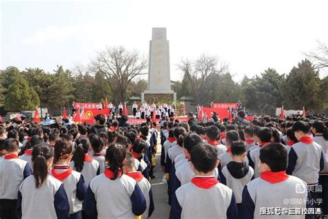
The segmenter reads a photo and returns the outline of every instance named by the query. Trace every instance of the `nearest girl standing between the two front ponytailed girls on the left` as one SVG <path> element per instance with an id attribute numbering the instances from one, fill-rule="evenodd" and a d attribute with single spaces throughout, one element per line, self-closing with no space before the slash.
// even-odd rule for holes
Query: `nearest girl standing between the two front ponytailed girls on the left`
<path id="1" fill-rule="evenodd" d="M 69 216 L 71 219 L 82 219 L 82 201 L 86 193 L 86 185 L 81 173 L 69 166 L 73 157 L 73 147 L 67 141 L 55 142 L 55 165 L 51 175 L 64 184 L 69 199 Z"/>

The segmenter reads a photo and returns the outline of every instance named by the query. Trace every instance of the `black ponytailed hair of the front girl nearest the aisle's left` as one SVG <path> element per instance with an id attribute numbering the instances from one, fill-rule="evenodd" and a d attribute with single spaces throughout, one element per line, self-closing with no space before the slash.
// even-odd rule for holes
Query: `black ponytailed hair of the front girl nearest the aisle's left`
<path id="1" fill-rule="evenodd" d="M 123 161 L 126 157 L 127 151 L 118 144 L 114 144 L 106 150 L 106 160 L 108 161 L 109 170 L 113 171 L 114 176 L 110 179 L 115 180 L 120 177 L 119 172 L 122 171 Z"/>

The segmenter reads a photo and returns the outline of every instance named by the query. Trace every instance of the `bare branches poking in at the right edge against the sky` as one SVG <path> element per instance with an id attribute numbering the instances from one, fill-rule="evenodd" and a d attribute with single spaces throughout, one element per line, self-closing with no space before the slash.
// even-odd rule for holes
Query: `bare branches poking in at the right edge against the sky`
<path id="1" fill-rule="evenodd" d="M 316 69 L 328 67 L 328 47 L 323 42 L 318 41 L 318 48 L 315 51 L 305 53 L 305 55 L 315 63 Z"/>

------------------------------------

PROMPT:
Give the data back exactly, omitting all pictures.

EXERCISE ANSWER:
The segmenter reads a photo and returns the outline of every instance named by the query. Trace every instance of the `nearest girl standing between the two front ponytailed girls on the left` as one SVG <path> element per instance with an id attribute numbering the instances from one, fill-rule="evenodd" and a d attribute with single spaces throughout, one element per line, self-closing with no space before the slash.
// even-odd rule for holes
Query: `nearest girl standing between the two front ponytailed girls on the left`
<path id="1" fill-rule="evenodd" d="M 69 216 L 71 219 L 82 219 L 82 201 L 86 193 L 86 185 L 81 173 L 69 166 L 73 157 L 73 147 L 67 141 L 55 142 L 55 165 L 51 175 L 64 184 L 69 199 Z"/>

The segmenter reads a photo and returns the outline of every instance named by the query. Trace every instance of the `black ponytailed hair of the front girl nearest the aisle's left` as one SVG <path> element per instance with an id attribute numbering the instances from one, fill-rule="evenodd" and a d attribute with single spaces throughout, one element per line, self-closing with no space before the slash.
// even-odd rule for holes
Query: `black ponytailed hair of the front girl nearest the aisle's left`
<path id="1" fill-rule="evenodd" d="M 123 161 L 126 157 L 127 151 L 118 144 L 114 144 L 106 150 L 106 160 L 108 161 L 109 170 L 113 171 L 114 176 L 110 179 L 115 180 L 120 177 L 119 172 L 122 171 Z"/>

The segmenter reads a photo and returns the outline of every instance named by the query. Trace every instance of the `bare branches poking in at the right edge against the sky` as one SVG <path> element per instance with an id attribute numbering the instances from one, fill-rule="evenodd" and a d attribute with single spaces throughout, one element per line, self-closing with no space before the slash.
// even-odd rule for holes
Query: `bare branches poking in at the right edge against the sky`
<path id="1" fill-rule="evenodd" d="M 316 69 L 328 67 L 328 47 L 323 42 L 318 41 L 318 48 L 315 51 L 305 53 L 305 55 L 315 63 Z"/>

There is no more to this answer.